In preparation for the Paris meeting, Afghan and international groups and individuals developed a series of recommendations, which they have submitted to you. We urge you to take these very seriously as you develop your plans and policies. It is critical that Afghan civil society is treated as an integral and indispensable partner in Afghanistan’s reconstruction. We urge the government and donor countries to ensure the full and genuine participation of Afghan civil society, including the Afghan Independent Human Rights Commission, in high-level policy meetings and deliberations.

Human Rights Watch urges the Afghan government and donors to consider the following actions when prioritizing funding and initiatives for Afghanistan:

1. Women’s Rights

Despite gains in girls’ primary school enrollment rates and women’s political participation, Afghan women and girls confront discrimination in almost every aspect of their lives. They continue to struggle to exercise fundamental rights to health, education, work, freedom from violence, and freedom of movement. Afghan women and girls continue to rank among the world’s worst-off by most indicators, such as life expectancy (43 years), maternal mortality (1,600 deaths per 100,000 births), and literacy (12.6 percent of females 15 and older).

Afghanistan is likely to fall significantly short of achieving benchmarks set out in the UN Millennium Development Goals, which among other things aims to eliminate gender disparity in primary and secondary education and to reduce the number of maternal deaths by 75 percent.

Donor countries should ensure that their support for the Afghan government is conditioned on improved integration of women in government and decision-making. Budgets should be designed to promote gender equality at all levels, with specific and sufficient funds earmarked for initiatives aimed at improving women and girls’ status. Donors should incorporate a gender perspective into evaluations of all funded projects.

Education

Girls’ and women’s education is absolutely essential to Afghanistan’s future and is both a critical and symbolic measure of Afghanistan’s progress. With 1.7 million girls currently in primary school, this is the highest number in Afghan history and a major milestone for the country. However, girls’ enrollment in lower and higher secondary schools drops off considerably, with less than 270,000 girls enrolled. Instead of improving, girls’ secondary schooling rates are beginning to regress from the initial spike in 2001.

[Data extract]

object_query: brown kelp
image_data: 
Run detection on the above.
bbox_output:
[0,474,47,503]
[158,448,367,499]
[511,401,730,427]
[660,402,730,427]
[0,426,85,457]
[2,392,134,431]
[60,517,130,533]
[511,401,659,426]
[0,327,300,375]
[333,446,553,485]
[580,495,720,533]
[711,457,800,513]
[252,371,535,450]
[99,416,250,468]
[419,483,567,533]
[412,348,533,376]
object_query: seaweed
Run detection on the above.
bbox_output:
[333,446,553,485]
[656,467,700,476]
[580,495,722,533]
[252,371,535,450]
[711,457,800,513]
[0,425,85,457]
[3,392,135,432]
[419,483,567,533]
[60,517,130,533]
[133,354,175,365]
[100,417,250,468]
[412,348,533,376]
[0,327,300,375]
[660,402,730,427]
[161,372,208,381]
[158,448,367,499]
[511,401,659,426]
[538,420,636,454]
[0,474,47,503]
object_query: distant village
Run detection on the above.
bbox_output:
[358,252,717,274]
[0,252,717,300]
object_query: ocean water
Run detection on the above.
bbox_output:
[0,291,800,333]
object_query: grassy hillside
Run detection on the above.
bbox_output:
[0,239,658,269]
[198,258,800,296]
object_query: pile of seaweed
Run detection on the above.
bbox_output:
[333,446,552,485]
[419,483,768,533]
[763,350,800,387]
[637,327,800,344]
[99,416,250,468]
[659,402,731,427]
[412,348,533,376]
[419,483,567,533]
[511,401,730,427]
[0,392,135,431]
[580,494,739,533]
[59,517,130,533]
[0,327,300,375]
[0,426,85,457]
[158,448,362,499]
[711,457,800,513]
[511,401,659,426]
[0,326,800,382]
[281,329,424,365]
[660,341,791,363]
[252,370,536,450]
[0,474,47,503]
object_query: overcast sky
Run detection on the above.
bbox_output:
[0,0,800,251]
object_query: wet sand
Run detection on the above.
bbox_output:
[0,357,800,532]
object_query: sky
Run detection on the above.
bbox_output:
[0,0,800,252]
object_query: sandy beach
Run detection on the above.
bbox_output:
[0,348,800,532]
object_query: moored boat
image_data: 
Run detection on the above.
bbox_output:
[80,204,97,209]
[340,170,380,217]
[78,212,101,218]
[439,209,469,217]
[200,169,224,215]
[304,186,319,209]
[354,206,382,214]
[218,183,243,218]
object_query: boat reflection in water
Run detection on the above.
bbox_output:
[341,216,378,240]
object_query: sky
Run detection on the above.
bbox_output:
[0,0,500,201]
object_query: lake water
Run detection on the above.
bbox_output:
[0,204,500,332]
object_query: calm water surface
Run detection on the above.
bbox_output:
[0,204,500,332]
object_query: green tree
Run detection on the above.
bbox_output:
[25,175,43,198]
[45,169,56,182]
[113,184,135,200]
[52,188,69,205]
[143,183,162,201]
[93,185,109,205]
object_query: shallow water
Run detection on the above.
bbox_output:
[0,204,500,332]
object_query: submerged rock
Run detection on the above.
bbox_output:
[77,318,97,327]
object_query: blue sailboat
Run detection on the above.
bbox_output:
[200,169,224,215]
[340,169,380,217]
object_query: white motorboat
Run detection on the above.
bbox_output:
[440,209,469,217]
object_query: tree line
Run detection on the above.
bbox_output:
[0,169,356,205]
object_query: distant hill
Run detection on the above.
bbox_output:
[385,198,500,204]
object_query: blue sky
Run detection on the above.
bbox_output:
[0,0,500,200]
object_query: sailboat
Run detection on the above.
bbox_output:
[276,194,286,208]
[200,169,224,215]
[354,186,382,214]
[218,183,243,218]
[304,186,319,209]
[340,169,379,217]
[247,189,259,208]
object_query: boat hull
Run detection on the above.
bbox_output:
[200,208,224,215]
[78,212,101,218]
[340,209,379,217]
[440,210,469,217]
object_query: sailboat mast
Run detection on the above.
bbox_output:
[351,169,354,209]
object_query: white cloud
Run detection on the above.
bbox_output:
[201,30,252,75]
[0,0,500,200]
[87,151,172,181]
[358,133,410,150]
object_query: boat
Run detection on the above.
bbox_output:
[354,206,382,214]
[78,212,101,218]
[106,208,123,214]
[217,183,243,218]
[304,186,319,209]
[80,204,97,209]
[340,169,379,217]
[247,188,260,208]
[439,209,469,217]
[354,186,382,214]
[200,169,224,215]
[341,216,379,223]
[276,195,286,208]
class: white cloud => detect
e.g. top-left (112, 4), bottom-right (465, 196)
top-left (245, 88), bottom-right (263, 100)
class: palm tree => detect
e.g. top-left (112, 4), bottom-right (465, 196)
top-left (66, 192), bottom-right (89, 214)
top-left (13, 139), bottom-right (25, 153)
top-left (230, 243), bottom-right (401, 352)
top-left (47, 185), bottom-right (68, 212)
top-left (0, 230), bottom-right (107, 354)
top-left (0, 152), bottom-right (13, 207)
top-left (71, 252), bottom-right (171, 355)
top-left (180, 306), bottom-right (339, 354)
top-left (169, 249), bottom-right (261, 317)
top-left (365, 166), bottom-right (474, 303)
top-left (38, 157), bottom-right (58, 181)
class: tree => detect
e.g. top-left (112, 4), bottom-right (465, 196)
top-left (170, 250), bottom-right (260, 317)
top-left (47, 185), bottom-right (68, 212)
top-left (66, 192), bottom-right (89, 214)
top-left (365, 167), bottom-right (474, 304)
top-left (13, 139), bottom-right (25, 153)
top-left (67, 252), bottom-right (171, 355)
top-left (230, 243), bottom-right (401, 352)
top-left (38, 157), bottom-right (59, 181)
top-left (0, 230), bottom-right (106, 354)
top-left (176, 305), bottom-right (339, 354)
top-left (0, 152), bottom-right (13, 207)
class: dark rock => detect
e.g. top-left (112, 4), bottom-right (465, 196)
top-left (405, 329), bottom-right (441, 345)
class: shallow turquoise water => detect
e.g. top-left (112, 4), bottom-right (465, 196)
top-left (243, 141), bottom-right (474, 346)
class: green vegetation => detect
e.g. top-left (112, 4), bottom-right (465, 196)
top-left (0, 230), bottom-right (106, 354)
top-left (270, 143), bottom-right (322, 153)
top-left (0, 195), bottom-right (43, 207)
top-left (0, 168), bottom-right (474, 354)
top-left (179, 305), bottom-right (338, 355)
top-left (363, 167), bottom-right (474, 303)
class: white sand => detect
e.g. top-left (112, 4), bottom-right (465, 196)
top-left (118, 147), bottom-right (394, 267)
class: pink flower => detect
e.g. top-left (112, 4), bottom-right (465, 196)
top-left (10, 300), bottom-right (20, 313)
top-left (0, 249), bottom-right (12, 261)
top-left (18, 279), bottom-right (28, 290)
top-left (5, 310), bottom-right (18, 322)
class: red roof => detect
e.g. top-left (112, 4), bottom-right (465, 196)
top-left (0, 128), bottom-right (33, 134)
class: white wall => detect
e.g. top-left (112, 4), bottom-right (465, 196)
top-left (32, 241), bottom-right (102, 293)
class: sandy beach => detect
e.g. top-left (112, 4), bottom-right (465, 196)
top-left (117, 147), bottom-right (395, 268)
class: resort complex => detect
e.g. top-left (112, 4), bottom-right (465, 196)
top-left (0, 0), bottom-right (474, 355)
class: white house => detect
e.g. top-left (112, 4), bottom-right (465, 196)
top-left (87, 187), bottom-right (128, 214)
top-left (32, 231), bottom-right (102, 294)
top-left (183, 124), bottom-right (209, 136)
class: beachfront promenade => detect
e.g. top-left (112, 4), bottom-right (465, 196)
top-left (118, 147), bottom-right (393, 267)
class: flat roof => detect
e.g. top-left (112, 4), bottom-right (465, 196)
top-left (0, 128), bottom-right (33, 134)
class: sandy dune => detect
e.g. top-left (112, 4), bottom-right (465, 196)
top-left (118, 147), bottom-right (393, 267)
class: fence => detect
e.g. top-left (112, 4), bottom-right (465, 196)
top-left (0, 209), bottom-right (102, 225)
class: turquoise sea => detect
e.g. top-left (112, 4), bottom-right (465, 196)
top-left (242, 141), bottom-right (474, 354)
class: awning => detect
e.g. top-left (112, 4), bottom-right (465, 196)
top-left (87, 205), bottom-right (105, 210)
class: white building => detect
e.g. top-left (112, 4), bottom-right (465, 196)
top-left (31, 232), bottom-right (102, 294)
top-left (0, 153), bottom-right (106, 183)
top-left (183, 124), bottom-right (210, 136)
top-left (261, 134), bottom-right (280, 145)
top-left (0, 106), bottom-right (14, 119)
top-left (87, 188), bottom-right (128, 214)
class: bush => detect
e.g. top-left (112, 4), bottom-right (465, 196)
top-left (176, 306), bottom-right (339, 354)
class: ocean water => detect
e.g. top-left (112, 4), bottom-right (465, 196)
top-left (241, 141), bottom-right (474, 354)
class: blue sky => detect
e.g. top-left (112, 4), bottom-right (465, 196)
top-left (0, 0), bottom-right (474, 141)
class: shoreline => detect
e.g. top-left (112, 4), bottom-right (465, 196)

[Exercise A] Could you copy out the rows word for word, starting at the one containing "object_query: calm water surface" and ending at the one containing "[351,169,354,209]", with both of those included?
[Exercise B] What comes next in the passage on women's rights in Afghanistan, picking up after its final sentence?
The rows bear no relation to the passage on Afghanistan.

[Result A]
object_query: calm water surface
Run detection on the above.
bbox_output:
[0,204,500,332]
object_query: green tree
Run detection on the above.
bbox_output:
[25,175,43,198]
[45,169,56,182]
[113,184,135,200]
[52,188,69,205]
[143,183,162,201]
[93,185,109,205]
object_query: shallow water
Run detection on the above.
bbox_output:
[0,204,500,332]
object_query: submerged rock
Run detection on the above.
bbox_output:
[77,318,97,327]
object_query: blue sailboat
Run detection on the above.
bbox_output:
[200,169,224,215]
[340,169,380,217]
object_query: white motorboat
Run detection on the above.
bbox_output:
[440,209,469,217]
object_query: tree line
Run detection on the above.
bbox_output:
[0,169,356,205]
object_query: distant hill
Run detection on the above.
bbox_output:
[385,198,500,204]
object_query: blue sky
Run detection on the above.
bbox_output:
[0,0,500,200]
object_query: sailboat
Run detection on the above.
bbox_output:
[276,194,286,208]
[200,169,224,215]
[354,186,382,214]
[218,183,243,218]
[304,186,319,209]
[340,169,379,217]
[247,189,259,208]
object_query: boat hull
Run detection on the above.
bbox_output:
[200,208,224,215]
[78,212,101,218]
[340,209,379,217]
[440,210,469,217]
object_query: sailboat mast
Run detection on the above.
bbox_output:
[351,169,354,209]

[Result B]
Low literacy rates make education for girls an urgent priority in itself, but also have grave consequences on every other aspect of development in Afghanistan. Progress in areas such as health, political participation, and employment hinge on educating a new generation of female teachers, health care providers, and other workers.

Afghan women and girls continue to face formidable obstacles to education, such as the lack and distance of schools, government policies that give preferential support to boys’ schooling, lack of qualified teachers, sexual harassment while en route to school, and early marriage. In southern and eastern Afghanistan, insecurity, including targeted attacks against schools, teachers, and students have severely hampered both girls’ and boys’ ability to attend school.

Human Rights Watch urges donors and the government of Afghanistan to:

  • Make access to education a benchmark for measuring compliance with the Compact, which sets out security as one of the three pillars of activity for the next five years.
  • Closely monitor and increase enrollment and retention rates of girls and women at all levels of educations, especially at secondary and higher education levels.
  • Devise and implement a strategy to monitor, prevent, and respond to attacks on schools, teachers, and students.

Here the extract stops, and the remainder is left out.